_What is asked_.
Collect every line of the material that contains the word "rider", copying each one unchanged.

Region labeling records
━━━━━━━━━━━━━━━━━━━━
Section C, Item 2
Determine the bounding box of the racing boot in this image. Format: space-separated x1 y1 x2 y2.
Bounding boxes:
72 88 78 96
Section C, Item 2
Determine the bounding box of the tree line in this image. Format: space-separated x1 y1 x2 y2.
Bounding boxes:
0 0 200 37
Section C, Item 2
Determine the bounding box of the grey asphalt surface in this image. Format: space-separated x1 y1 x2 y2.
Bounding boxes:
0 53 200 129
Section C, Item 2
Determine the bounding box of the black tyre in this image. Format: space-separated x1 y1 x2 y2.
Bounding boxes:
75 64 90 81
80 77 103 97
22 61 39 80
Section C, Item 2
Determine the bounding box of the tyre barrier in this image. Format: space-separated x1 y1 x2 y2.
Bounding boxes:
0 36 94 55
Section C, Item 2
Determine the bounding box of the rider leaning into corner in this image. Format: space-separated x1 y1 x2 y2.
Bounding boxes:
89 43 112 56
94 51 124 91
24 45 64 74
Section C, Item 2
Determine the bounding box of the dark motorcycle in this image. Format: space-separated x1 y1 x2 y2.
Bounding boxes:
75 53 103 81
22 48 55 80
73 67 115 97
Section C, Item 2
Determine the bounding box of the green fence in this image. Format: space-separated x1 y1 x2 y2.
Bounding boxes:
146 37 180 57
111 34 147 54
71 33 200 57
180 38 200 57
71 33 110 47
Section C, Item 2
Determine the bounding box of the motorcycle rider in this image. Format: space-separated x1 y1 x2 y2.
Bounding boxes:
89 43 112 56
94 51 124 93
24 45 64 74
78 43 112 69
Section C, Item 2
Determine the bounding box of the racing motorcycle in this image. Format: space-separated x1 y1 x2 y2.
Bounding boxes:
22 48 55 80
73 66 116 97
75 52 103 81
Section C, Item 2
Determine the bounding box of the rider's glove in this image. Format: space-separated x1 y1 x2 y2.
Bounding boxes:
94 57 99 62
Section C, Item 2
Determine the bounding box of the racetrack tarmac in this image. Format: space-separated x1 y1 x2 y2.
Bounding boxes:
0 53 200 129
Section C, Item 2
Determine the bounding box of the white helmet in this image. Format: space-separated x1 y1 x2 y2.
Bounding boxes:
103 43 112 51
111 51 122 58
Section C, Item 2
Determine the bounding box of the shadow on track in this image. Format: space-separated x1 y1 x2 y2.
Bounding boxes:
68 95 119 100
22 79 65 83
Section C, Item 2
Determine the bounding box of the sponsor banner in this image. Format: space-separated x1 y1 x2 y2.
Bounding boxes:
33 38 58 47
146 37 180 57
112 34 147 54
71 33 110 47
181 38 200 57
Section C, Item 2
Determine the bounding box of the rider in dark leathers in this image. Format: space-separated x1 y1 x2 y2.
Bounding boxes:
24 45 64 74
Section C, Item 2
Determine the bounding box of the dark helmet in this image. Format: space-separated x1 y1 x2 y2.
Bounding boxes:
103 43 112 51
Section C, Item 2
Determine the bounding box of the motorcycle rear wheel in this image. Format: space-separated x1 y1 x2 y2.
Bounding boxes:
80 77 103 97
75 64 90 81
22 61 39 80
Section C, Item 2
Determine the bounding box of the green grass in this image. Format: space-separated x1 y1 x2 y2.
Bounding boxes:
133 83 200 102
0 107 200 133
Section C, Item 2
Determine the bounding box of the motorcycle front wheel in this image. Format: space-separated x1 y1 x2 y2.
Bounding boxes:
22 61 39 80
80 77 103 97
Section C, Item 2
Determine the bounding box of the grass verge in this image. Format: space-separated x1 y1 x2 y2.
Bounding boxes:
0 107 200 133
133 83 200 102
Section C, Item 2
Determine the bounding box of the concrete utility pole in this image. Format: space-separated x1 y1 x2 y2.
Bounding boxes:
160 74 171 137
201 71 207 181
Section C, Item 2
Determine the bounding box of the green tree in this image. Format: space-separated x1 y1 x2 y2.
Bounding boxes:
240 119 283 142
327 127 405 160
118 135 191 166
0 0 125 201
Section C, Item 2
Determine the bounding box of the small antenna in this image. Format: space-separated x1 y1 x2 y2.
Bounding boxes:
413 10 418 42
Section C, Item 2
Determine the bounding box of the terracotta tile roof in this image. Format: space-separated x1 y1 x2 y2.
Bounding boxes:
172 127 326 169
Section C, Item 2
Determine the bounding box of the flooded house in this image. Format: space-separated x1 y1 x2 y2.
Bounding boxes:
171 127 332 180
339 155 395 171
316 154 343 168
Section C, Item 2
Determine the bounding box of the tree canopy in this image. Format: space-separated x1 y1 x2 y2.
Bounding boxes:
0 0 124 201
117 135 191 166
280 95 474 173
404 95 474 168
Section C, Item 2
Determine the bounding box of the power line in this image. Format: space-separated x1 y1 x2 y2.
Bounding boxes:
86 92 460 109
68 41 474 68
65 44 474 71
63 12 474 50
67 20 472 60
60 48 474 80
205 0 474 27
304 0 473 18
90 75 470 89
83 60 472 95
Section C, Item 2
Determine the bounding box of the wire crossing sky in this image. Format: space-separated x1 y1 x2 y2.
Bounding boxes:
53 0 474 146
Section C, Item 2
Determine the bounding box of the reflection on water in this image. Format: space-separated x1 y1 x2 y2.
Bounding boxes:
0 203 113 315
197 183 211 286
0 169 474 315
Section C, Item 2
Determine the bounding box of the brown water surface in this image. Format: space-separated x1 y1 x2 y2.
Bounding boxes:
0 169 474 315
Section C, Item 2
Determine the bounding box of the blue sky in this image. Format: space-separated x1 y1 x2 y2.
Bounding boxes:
━━━━━━━━━━━━━━━━━━━━
_Exercise output_.
Determine the bounding box of the rider leaning into corner in this image. Format: space-separated x1 y1 x2 y2.
Determine the bounding box of the motorcycle rider in this image. Format: space-separated x1 y1 x2 y2.
Determine the bounding box of the rider's glove in this image. Format: space-separated x1 y1 x2 y2.
Determine the bounding box of the rider in dark leathers in this image. Format: space-separated x1 y1 x2 y2.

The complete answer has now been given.